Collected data
····················

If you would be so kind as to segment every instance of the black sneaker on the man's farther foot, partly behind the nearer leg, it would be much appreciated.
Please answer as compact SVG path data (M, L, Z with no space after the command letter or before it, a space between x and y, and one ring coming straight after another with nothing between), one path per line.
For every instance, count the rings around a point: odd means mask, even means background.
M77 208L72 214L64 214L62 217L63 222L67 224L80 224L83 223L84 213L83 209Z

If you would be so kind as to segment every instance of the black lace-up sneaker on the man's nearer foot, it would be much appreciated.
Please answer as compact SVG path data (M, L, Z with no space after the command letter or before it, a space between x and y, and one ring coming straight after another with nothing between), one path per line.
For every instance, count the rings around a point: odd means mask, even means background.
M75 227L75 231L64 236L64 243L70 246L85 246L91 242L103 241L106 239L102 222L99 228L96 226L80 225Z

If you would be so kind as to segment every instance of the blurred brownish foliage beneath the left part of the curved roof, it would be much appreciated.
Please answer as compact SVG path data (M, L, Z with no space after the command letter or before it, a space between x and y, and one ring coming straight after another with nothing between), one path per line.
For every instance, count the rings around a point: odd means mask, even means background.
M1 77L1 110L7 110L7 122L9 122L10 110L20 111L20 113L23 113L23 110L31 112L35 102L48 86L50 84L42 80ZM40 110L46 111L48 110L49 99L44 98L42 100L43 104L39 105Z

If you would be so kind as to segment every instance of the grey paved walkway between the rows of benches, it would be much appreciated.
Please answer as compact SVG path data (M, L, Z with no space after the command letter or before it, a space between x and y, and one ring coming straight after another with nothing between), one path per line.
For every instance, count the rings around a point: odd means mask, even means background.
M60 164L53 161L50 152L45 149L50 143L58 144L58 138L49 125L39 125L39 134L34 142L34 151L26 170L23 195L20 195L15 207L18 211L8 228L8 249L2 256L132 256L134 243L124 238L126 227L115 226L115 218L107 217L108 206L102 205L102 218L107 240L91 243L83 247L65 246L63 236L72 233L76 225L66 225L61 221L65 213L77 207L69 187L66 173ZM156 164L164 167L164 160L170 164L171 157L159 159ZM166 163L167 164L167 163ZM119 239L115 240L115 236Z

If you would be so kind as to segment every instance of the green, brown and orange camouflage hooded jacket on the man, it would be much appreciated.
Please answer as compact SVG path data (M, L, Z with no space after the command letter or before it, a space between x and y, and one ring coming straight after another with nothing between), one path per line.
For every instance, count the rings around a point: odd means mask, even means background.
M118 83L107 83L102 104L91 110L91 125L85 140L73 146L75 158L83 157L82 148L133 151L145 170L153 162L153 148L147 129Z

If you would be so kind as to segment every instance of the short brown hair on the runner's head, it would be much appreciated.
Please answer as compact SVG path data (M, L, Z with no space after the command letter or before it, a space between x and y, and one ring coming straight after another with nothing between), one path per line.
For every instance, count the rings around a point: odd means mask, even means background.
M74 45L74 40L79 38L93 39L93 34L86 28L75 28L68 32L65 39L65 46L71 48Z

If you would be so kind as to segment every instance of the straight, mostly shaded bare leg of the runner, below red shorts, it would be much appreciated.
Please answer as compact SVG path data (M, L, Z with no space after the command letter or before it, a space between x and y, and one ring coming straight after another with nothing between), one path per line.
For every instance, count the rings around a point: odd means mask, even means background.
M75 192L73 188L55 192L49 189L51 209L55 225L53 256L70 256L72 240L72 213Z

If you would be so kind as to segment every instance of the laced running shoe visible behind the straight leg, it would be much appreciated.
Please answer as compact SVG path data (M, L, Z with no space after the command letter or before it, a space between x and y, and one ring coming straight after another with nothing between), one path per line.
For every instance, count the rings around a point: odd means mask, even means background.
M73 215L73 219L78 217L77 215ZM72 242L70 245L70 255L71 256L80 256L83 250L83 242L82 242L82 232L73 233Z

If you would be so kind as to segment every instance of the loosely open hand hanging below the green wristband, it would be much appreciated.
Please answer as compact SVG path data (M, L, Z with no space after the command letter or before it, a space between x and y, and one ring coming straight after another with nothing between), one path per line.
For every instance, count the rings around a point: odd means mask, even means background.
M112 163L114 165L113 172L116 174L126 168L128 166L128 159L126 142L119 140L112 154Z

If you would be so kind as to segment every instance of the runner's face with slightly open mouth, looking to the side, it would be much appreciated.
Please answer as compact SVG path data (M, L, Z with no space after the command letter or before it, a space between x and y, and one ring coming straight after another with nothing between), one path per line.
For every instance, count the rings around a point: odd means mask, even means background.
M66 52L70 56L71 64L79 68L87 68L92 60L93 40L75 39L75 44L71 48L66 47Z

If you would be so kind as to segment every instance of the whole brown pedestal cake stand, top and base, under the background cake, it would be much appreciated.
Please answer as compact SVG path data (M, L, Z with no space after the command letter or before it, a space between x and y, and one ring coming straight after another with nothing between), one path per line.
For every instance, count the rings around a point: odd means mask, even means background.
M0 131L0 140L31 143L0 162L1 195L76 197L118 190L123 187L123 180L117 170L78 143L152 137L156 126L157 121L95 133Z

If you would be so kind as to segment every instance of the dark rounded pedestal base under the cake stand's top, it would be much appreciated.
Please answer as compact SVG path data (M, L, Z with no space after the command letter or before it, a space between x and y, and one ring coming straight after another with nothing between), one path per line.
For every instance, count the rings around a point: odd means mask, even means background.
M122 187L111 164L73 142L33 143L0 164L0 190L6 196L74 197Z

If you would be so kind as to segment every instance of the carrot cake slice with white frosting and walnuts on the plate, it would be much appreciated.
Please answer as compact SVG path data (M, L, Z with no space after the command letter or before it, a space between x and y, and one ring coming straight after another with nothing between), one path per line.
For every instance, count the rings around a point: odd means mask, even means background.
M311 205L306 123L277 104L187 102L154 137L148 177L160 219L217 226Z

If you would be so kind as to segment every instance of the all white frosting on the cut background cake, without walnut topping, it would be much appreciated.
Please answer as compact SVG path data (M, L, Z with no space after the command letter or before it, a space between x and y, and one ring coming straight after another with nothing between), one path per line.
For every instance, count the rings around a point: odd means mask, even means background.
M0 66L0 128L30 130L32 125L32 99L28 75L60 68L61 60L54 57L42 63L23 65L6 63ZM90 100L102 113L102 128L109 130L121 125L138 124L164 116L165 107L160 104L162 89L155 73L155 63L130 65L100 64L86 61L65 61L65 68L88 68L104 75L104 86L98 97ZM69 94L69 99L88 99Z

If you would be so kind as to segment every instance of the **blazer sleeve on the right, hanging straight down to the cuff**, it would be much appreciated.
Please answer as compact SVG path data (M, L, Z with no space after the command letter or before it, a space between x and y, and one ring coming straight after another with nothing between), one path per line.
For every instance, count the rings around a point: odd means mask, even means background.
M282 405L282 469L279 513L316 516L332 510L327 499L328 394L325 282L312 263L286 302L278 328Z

····················

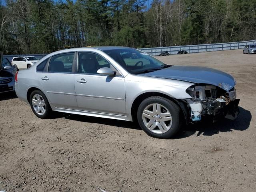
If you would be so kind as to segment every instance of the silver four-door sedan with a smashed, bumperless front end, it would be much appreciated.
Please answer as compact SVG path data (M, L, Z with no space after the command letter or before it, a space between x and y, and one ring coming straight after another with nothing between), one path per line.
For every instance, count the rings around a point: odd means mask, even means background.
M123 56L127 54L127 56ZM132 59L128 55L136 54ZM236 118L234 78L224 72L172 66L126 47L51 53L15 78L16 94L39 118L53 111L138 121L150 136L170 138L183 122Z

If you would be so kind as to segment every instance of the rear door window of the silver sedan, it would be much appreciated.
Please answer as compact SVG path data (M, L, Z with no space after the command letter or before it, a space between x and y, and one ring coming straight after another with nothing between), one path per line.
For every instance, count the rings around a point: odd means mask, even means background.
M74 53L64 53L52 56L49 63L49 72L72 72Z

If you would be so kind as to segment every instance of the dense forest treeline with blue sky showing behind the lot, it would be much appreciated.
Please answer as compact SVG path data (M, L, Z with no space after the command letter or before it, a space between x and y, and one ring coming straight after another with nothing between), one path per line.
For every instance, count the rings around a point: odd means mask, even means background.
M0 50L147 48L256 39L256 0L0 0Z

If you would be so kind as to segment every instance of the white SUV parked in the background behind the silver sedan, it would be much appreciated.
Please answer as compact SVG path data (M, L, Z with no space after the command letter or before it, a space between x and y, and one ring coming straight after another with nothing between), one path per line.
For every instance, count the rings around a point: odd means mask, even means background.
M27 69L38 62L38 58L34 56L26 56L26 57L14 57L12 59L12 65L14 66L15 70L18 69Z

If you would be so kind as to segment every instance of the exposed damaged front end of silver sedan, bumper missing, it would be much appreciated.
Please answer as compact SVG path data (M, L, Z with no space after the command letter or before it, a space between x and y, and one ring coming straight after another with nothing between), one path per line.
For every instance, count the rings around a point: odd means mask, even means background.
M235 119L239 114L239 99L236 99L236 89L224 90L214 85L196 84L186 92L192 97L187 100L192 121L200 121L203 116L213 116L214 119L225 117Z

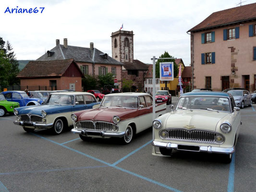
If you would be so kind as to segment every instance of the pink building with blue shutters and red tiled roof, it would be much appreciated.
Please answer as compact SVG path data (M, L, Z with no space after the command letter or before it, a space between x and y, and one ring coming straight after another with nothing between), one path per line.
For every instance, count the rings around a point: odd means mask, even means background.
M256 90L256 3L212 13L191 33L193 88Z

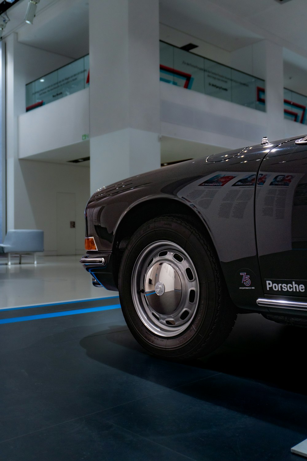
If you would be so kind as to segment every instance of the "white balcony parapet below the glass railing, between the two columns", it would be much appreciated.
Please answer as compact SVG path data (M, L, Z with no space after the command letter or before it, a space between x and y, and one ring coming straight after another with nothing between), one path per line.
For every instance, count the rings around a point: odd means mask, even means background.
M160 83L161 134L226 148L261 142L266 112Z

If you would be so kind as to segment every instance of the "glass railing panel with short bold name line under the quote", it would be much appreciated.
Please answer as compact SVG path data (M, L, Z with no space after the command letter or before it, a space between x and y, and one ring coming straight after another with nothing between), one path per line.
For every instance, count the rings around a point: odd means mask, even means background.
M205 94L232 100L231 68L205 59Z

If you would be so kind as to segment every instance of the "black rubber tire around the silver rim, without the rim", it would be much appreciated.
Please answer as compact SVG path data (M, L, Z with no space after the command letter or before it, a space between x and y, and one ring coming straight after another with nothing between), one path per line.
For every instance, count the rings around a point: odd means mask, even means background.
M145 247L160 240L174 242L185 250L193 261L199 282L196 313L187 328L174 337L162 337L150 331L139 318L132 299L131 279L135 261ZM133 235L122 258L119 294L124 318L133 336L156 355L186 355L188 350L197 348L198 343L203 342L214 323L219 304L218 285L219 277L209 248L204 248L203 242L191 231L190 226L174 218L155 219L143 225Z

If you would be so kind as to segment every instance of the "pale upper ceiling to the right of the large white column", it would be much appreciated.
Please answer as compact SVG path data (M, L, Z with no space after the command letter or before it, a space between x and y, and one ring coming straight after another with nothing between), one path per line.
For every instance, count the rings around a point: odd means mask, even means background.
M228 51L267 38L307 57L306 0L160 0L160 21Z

····················

§ WHAT YOU WILL DO:
Write out exactly the lines that fall from the line with "nearer leg, it would be much appreciated." to the line with "foot, it would be much appreciated." in the records above, keeping both ends.

§ ANSWER SECTION:
If you would be so kind as to segment every instance of the black sneaker on the man's farther foot, partly behind the nearer leg, it would be much appreciated.
Please answer as compact SVG path data (M, L, Z with no space after the command letter or before it, a space between x and y, and one ring coming straight after another with nothing between), one path per line.
For every instance, count the rings around a point: odd means mask, even means background.
M77 208L72 214L64 214L62 217L63 222L67 224L80 224L83 223L84 213L83 209Z

If you would be so kind as to segment every instance of the black lace-up sneaker on the man's nearer foot, it would be much appreciated.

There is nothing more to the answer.